Each line of the data below that includes the string "rough" must be copied.
--- GIVEN RECORDS Enclosed Below ---
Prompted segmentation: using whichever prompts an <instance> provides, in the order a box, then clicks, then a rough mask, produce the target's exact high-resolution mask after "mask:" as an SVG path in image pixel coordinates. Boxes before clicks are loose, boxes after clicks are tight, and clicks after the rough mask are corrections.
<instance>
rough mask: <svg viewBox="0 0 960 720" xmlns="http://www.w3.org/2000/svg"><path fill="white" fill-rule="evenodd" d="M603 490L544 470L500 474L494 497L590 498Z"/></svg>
--- End of Enclosed GIVEN RECORDS ---
--- GIVEN RECORDS Enclosed Below ---
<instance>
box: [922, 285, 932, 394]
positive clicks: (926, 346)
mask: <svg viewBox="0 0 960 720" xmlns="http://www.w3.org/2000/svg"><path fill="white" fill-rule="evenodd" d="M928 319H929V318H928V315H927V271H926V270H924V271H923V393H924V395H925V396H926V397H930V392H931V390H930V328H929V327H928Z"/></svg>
--- End of Enclosed GIVEN RECORDS ---
**WRITTEN ANSWER**
Prompted segmentation: using whichever prompts an <instance> provides, in the order a box, then clicks, then a rough mask, produce the target's exact high-resolution mask after "mask:" as an SVG path in image pixel coordinates. Boxes before clicks are loose, boxes after clicks are tight, and clicks after the rough mask are corrections.
rough mask: <svg viewBox="0 0 960 720" xmlns="http://www.w3.org/2000/svg"><path fill="white" fill-rule="evenodd" d="M603 490L544 470L500 474L494 497L590 498Z"/></svg>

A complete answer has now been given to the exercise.